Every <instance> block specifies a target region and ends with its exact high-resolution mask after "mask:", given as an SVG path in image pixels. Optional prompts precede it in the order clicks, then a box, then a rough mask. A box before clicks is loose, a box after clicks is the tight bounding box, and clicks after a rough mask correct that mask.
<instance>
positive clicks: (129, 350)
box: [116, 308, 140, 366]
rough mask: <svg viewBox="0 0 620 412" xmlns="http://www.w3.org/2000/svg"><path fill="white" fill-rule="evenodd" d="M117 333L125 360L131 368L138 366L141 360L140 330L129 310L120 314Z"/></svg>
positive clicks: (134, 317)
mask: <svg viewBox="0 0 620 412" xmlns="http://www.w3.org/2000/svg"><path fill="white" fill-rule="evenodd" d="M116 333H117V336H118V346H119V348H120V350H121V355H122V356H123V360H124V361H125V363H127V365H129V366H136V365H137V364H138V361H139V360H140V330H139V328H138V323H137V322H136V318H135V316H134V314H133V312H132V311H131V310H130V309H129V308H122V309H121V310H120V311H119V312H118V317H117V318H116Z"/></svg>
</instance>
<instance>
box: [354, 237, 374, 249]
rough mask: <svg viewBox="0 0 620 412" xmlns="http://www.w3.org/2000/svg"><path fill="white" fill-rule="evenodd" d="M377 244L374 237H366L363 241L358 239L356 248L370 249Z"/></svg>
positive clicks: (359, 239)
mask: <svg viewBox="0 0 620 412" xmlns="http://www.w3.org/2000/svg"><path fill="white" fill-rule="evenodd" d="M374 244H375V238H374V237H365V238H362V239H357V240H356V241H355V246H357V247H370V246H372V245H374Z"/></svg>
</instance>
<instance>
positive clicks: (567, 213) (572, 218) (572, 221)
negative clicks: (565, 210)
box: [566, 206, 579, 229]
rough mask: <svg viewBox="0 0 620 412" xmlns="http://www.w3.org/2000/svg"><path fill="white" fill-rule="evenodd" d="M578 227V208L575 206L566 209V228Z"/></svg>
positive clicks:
====
> [Goal of the exercise] Starting at the beginning of the items and ending with the line containing "box: [116, 308, 140, 366]", reproduce those lines, substituting "coarse mask" for every occurrence of "rough mask" and leaving all else unchanged.

> [Answer area]
Every <instance> block specifies a target region and ends with its exact high-resolution mask after "mask:", given as an SVG path in image pixels. Optional prompts precede it in the order clicks, then a box, then a coarse mask. A box before clicks is loose, a box after clicks is the tight bounding box, and clicks after a coarse mask correct that mask.
<instance>
positive clicks: (129, 350)
box: [116, 308, 140, 366]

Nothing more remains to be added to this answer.